TASK INPUTS →

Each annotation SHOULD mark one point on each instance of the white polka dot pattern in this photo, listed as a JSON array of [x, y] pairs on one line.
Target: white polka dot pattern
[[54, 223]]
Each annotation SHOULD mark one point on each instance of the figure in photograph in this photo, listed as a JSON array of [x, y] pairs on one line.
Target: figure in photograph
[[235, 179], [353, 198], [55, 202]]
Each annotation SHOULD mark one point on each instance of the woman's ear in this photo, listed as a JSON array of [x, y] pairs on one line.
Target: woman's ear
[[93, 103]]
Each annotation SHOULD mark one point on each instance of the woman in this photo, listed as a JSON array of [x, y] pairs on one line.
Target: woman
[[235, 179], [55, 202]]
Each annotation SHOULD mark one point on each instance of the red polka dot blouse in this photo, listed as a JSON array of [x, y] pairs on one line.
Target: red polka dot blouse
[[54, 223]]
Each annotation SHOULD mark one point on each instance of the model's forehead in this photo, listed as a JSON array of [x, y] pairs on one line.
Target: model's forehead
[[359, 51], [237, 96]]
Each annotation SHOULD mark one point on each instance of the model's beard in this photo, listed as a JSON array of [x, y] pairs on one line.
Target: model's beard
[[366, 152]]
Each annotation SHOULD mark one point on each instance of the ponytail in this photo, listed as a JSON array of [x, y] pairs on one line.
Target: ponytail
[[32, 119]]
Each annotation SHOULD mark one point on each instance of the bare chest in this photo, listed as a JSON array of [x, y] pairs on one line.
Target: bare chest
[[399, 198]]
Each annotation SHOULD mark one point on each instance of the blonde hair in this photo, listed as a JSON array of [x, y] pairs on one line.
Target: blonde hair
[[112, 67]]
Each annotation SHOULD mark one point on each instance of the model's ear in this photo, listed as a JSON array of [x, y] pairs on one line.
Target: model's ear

---

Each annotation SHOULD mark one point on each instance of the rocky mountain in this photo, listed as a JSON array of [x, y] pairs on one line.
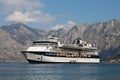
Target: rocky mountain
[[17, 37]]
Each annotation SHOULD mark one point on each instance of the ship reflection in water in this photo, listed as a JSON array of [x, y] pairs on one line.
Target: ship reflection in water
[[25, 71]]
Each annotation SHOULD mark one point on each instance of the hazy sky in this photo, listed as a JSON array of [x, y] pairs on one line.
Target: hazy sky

--

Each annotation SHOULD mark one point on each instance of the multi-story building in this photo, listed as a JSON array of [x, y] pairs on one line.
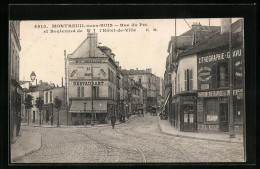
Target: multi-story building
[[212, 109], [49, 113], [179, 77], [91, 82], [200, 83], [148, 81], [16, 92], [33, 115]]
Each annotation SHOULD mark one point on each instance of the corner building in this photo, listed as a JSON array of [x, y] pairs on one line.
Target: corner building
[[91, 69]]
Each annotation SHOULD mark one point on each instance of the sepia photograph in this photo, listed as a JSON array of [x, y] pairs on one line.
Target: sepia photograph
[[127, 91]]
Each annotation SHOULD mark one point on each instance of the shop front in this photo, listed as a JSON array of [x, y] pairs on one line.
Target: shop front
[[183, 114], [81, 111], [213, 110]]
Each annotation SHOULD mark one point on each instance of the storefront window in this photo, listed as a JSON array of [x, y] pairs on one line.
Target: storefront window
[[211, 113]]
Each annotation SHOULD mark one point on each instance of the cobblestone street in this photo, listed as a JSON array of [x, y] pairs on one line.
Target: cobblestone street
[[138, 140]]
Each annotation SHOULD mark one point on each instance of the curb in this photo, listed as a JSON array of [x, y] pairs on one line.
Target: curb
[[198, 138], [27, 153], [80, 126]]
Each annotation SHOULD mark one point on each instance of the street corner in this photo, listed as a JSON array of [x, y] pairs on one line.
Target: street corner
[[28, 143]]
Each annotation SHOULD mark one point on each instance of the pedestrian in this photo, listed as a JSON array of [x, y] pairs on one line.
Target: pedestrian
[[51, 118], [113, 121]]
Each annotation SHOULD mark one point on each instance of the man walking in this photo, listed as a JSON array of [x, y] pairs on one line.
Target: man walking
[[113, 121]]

GOAL →
Update the entries starting at the line that contains "of the storefront" and stopping after the line that contains "[[51, 118], [113, 121]]", changing "SHOULD" to "MUST" and leaving everything else unchanged.

OUTPUT FOR THIS EXERCISE →
Each annotation MUST mark one point on each instance of the storefront window in this photo, listed as a JSON array of [x, y] pairs on one line.
Target: storefront window
[[211, 113]]
Each annotation MUST mark one point on each instance of the cobblestone street in this photo, listed as a JSON array of [x, y] pairs on one line.
Target: cobblestone street
[[138, 140]]
Each annotation MUST mark one point on each instance of the curb in this photo, listed as a JSON array of [x, y] pairs on one line.
Target: curb
[[198, 138], [27, 153], [80, 126]]
Each annotation MUST mark one point on each instance of the street corner in this photo, listed as a JSON array of [x, y] pairs on one line.
Target: street corner
[[28, 143]]
Each annotation MUST mark one point on each instance of the pedestrian in this photo, listed as a JSON array of [x, y] pairs on one line.
Target: pedestrian
[[51, 118], [113, 121]]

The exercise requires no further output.